-------- SUPPLIED MATERIAL --------
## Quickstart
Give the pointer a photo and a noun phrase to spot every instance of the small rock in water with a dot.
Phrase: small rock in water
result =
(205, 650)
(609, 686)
--------
-------- SUPPLIED MATERIAL --------
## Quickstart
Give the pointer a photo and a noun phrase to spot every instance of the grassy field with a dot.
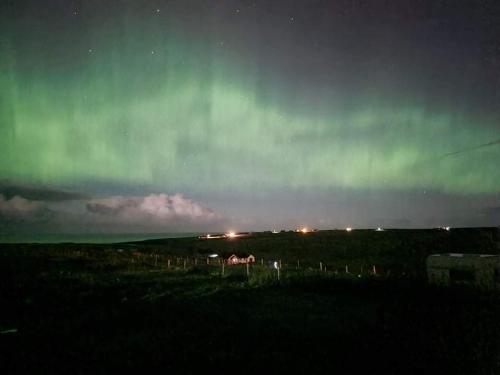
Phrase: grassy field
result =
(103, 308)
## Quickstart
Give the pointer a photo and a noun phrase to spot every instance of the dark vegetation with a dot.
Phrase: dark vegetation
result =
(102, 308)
--------
• TASK:
Please show each line of the records that contains the word "Give".

• OUTPUT:
Give the pointer a photo and a noun phrase to spot every instance of the small rock in water with a dot.
Give the pointer a photo and a noun phrase to spot every instance of the grassy field with a dot.
Give the pointer a photo and a noun phrase to spot every instance of the dark vegetation with a dot.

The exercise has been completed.